= Requirement =
The records below must be duplicated exactly, character for character.

= Data excerpts =
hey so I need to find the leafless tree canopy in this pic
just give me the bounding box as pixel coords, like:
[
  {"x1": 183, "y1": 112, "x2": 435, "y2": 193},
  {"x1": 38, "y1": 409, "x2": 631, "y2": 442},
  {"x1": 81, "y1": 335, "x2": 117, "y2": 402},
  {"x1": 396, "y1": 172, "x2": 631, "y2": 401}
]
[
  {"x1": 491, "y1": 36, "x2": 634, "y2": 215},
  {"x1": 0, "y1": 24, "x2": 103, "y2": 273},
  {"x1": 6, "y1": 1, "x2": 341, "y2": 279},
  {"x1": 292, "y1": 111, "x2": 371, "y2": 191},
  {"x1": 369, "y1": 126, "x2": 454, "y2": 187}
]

= Task response =
hey so I need to find the leafless tree canopy in this pic
just give me the bounding box as pixel coords, like:
[
  {"x1": 183, "y1": 112, "x2": 435, "y2": 193},
  {"x1": 38, "y1": 409, "x2": 631, "y2": 442},
  {"x1": 81, "y1": 335, "x2": 117, "y2": 402},
  {"x1": 396, "y1": 172, "x2": 631, "y2": 401}
]
[
  {"x1": 491, "y1": 36, "x2": 634, "y2": 215},
  {"x1": 0, "y1": 24, "x2": 103, "y2": 273},
  {"x1": 6, "y1": 1, "x2": 341, "y2": 279},
  {"x1": 292, "y1": 111, "x2": 371, "y2": 191},
  {"x1": 369, "y1": 126, "x2": 454, "y2": 187}
]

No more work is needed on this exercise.